**Page**.
--------------------------------
Twelve families began the program and all of them graduated. Like many of the school’s other families, some had recently moved from a reserve to the city. Toni was impressed by the way the program helped families adjust to this change and enhanced support networks.

“Aboriginal families moving in from reserves to urban settings are often very lost… So F&ST really fits and helps them grow as a family and strengthen their bond with the school and the community.”

Years later, Toni has worked as a F&ST Canada certified trainer in various communities with large Aboriginal populations. She strongly believes that F&ST is a program for all families and all communities.

In September 2006, she trained a team on the Muskoday First Nation reserve, outside Prince Albert, SK. The team included Elders along with the principal, vice principal and other schools staff, an addictions worker, an RCMP officer and a public health nurse.

"It doesn’t matter where I train. It works….I just believe F&ST should be in every school and in every community. I don’t think there’s a family around who can’t benefit from it.”

Toni explains that most of the Elders and Aboriginal community members who are involved with the program are very happy with F&ST and do not feel the need to make significant changes. The adaptations they have made – such as including prayers or songs in their own language, dancing or drumming at graduation, or building a ‘family teepee’ instead of a ‘family flag’ – are most welcome.

“It impacts in so many ways. Community resource people are so thrilled that they’ve made a connection with the families.  I attribute that all to the relationships this program builds. It builds on strengths – everybody has strengths.”

Toni has seen high success rates in every site she has worked with. She believes that one of the program’s most significant impacts has been the building of support networks for parents and families.

She relates the story of one police officer, now a sergeant, who has been involved with the program for many years. The officer now believes this was the best thing she has ever done to engage with families. Long after they have finished the program, families call her for help when they encounter a justice problem.
--------------------------------
**Task statement**.
Do these statements agree with the page about Toni and F&ST? Answer yes or no for each, and quote the words from the page that decide it.
1. All of the families who started the program graduated.
2. Toni trained a team on the Muskoday First Nation reserve in September 2006.
3. Most Elders involved with the program want significant changes made to it.
The listing after this page comes from a separate source.

**Given data**.
--------------------------------
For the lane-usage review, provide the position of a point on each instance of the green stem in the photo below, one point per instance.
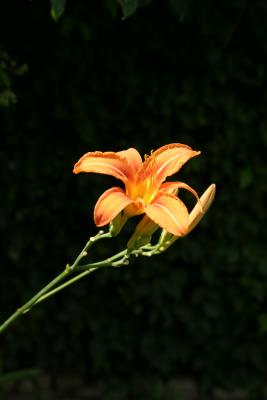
(29, 303)
(48, 288)
(87, 269)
--------------------------------
**Task solution**.
1. Yes: "Twelve families began the program and all of them graduated."
2. Yes: "In September 2006, she trained a team on the Muskoday First Nation reserve"
3. No: "do not feel the need to make significant changes"